▼

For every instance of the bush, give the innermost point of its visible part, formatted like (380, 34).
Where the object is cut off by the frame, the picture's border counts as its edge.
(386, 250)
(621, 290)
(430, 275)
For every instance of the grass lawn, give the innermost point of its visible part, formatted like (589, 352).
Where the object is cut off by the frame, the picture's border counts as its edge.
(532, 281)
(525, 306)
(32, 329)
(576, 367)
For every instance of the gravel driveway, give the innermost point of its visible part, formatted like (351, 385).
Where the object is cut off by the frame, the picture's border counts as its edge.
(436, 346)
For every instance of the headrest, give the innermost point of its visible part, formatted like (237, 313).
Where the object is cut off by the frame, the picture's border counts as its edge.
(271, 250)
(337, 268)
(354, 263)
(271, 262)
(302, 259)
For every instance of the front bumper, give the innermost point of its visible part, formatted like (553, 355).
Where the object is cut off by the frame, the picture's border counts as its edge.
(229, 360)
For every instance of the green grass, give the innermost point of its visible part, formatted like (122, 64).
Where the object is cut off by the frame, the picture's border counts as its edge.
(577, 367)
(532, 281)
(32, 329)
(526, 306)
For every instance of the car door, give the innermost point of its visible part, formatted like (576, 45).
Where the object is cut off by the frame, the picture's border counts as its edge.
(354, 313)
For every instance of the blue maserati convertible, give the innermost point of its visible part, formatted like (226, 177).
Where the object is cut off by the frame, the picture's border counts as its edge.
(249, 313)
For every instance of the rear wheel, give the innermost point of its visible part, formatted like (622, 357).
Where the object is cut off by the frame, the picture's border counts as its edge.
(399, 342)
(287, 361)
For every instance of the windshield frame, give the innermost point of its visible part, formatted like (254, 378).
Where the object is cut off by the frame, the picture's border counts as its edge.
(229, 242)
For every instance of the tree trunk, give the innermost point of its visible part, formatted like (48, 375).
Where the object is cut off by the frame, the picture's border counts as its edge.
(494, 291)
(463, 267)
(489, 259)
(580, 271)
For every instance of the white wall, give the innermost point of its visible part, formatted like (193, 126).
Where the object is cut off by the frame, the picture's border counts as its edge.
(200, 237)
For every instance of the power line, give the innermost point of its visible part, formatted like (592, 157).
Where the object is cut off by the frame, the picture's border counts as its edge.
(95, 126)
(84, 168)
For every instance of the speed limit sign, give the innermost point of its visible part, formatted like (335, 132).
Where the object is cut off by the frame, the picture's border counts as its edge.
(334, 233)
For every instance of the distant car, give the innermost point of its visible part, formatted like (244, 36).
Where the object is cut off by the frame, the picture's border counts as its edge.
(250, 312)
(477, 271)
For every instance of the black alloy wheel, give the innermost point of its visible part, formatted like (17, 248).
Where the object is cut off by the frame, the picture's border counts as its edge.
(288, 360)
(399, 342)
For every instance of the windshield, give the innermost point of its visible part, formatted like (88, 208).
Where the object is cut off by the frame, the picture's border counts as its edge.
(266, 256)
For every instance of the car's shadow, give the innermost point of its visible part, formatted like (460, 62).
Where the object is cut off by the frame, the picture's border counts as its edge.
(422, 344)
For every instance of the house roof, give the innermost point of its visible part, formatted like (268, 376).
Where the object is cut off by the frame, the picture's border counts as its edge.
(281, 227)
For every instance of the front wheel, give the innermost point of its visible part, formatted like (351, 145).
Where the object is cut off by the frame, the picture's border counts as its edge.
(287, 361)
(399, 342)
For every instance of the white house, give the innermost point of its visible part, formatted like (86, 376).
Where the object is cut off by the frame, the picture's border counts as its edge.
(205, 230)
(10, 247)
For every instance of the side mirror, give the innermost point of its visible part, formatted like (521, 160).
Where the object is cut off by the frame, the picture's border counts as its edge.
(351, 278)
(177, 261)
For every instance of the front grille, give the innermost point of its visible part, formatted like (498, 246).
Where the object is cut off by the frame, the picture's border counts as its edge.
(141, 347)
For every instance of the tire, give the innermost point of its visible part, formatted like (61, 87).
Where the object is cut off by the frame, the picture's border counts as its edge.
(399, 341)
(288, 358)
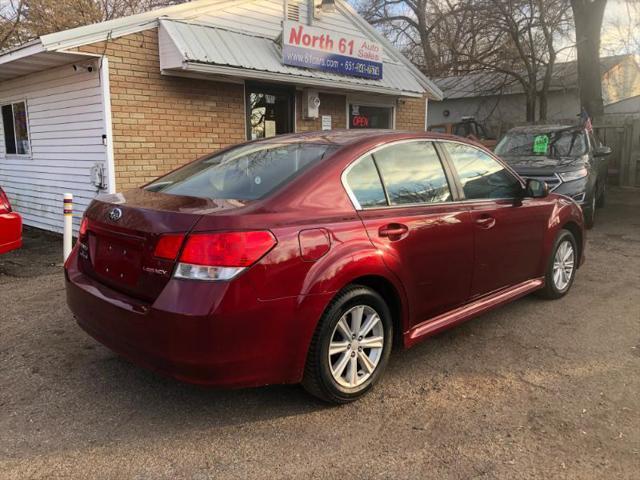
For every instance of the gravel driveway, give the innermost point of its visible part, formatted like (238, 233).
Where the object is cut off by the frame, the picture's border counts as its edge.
(536, 389)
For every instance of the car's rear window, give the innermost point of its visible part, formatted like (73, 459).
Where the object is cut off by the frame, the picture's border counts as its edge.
(247, 172)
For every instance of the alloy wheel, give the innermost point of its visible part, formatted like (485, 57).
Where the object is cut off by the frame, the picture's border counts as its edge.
(563, 264)
(356, 346)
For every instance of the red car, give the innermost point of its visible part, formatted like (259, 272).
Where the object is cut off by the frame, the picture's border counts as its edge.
(304, 258)
(10, 226)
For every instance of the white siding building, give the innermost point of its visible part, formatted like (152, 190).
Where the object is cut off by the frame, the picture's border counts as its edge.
(113, 105)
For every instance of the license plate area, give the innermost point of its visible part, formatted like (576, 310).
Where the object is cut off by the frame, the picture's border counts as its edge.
(118, 261)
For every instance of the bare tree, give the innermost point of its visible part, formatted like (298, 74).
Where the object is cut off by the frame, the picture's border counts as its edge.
(516, 42)
(11, 15)
(588, 16)
(622, 28)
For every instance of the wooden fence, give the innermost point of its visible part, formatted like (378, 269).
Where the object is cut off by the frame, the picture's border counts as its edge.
(623, 136)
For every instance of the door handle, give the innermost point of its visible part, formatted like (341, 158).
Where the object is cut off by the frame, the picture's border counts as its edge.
(393, 230)
(486, 222)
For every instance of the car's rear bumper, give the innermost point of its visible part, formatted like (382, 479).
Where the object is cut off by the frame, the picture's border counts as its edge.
(10, 232)
(216, 334)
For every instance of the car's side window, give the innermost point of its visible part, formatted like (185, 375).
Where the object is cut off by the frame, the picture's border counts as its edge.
(412, 173)
(480, 174)
(364, 181)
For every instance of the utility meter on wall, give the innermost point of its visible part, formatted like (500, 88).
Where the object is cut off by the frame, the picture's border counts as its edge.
(311, 103)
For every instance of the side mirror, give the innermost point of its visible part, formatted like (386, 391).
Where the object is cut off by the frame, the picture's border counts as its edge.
(536, 188)
(602, 151)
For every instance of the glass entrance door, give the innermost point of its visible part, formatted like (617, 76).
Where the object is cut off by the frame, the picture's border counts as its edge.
(269, 111)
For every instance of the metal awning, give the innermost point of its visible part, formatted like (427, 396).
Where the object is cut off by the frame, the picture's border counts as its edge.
(199, 49)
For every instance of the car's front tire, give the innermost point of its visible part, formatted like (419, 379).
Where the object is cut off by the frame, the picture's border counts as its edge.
(351, 346)
(561, 269)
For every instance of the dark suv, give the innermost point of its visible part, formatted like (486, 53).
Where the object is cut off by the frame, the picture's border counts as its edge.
(568, 158)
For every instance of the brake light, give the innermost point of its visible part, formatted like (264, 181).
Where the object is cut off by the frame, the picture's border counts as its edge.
(222, 256)
(5, 206)
(168, 246)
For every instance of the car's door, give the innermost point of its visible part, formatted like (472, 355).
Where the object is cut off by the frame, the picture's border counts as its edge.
(508, 228)
(407, 206)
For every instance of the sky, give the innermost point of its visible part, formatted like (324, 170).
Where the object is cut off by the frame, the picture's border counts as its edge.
(616, 12)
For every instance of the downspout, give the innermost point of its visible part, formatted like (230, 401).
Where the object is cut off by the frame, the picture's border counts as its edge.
(108, 125)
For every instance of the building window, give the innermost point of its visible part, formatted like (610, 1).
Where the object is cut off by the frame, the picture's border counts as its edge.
(269, 111)
(363, 116)
(16, 133)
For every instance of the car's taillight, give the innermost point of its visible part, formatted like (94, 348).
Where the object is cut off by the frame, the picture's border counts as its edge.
(5, 206)
(168, 246)
(222, 256)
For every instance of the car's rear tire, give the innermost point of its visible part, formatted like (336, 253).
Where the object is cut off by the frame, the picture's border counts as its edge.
(350, 348)
(561, 269)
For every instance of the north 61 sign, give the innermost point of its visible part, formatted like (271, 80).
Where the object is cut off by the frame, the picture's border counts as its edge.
(311, 47)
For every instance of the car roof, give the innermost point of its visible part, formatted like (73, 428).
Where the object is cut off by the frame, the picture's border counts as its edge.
(343, 137)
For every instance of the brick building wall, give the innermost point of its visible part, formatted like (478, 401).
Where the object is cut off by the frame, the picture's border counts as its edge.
(161, 122)
(330, 104)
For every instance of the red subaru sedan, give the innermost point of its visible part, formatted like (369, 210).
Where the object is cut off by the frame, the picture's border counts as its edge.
(305, 258)
(10, 226)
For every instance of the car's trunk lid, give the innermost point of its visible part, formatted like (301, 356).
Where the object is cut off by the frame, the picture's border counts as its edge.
(123, 231)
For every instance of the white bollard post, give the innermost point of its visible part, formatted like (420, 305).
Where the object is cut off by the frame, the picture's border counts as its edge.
(67, 237)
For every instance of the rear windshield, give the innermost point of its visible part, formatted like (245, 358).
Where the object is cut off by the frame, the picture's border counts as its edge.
(247, 172)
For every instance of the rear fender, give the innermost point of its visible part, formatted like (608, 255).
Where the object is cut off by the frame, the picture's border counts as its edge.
(565, 211)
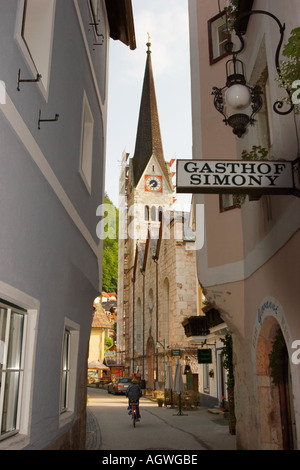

▲

Task → Would you please reproduce the records above exactly, only from their first line through the line holding "like (351, 385).", with both ends included?

Result below →
For every instance of the bush, give the innermost point of its visible part, formatted like (380, 34).
Where the object is cut off by the frame, the picture's border counts as its edge.
(386, 250)
(621, 290)
(430, 275)
For every instance of the grass lawn, give the innermost point of its visible part, formatted like (589, 352).
Where the object is cut off by the frame, the picture's border counts as its edge.
(532, 281)
(525, 306)
(32, 329)
(576, 367)
For every instance of the gravel driveway, give the innermost point of its visible part, formatted like (351, 385).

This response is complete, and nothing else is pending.